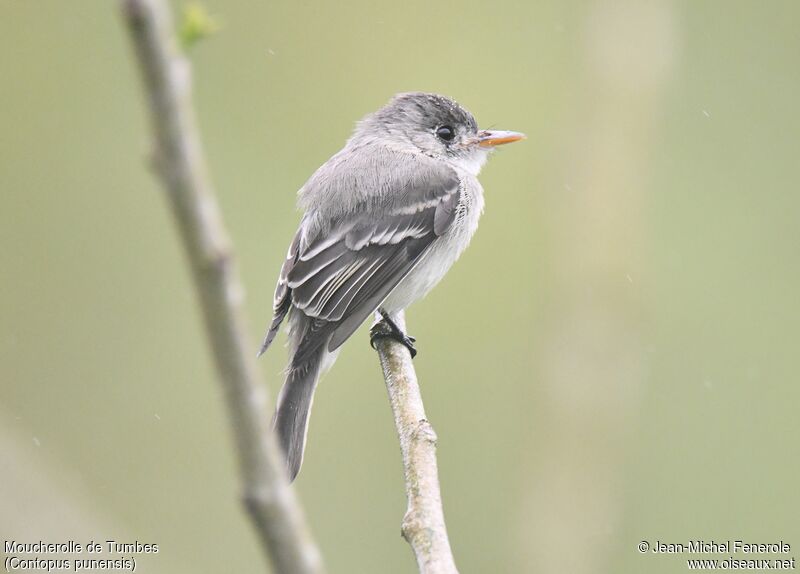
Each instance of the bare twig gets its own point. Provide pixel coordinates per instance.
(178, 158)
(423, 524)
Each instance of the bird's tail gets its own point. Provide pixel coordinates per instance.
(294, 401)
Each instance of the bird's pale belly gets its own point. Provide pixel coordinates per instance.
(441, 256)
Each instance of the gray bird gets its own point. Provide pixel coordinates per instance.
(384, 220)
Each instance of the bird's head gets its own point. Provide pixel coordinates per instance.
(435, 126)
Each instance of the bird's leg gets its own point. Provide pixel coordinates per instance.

...

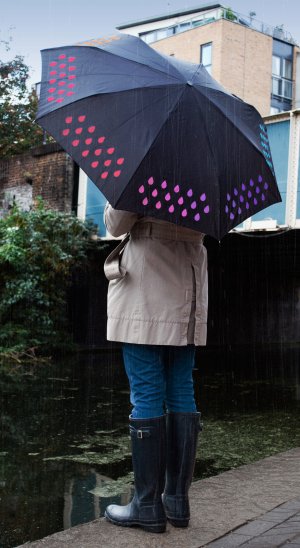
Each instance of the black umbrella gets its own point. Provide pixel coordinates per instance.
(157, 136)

* * *

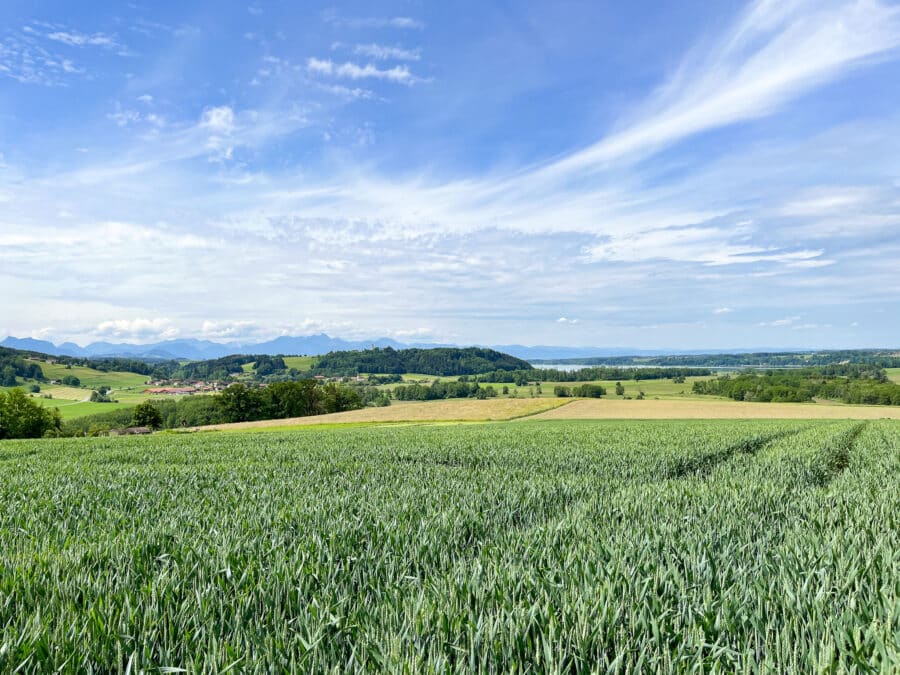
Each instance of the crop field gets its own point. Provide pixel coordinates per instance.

▶ Work to be completed:
List each line of the records above that contains the string "gets". Letter case is significant.

▶ Finished answer:
Each instance of the bare twig gets its own point. Provide pixel coordinates per instance.
Each instance of the bird's tail gets its own point. Provide pixel coordinates per instance.
Each instance of the bird's pale belly gets its own point. Provide pixel coordinates per instance.
Each instance of the gray bird gets its own point. Provide pixel coordinates per instance.
Each instance of the bird's head gets its own point. Provide pixel coordinates per instance.
Each instance of the bird's leg gets its own point. Provide pixel coordinates per instance.
Each instance of the black umbrella gets its own point. Provide pixel coordinates per instance.
Each instance of the crop field gets its own point. Provide pixel coordinates per instance.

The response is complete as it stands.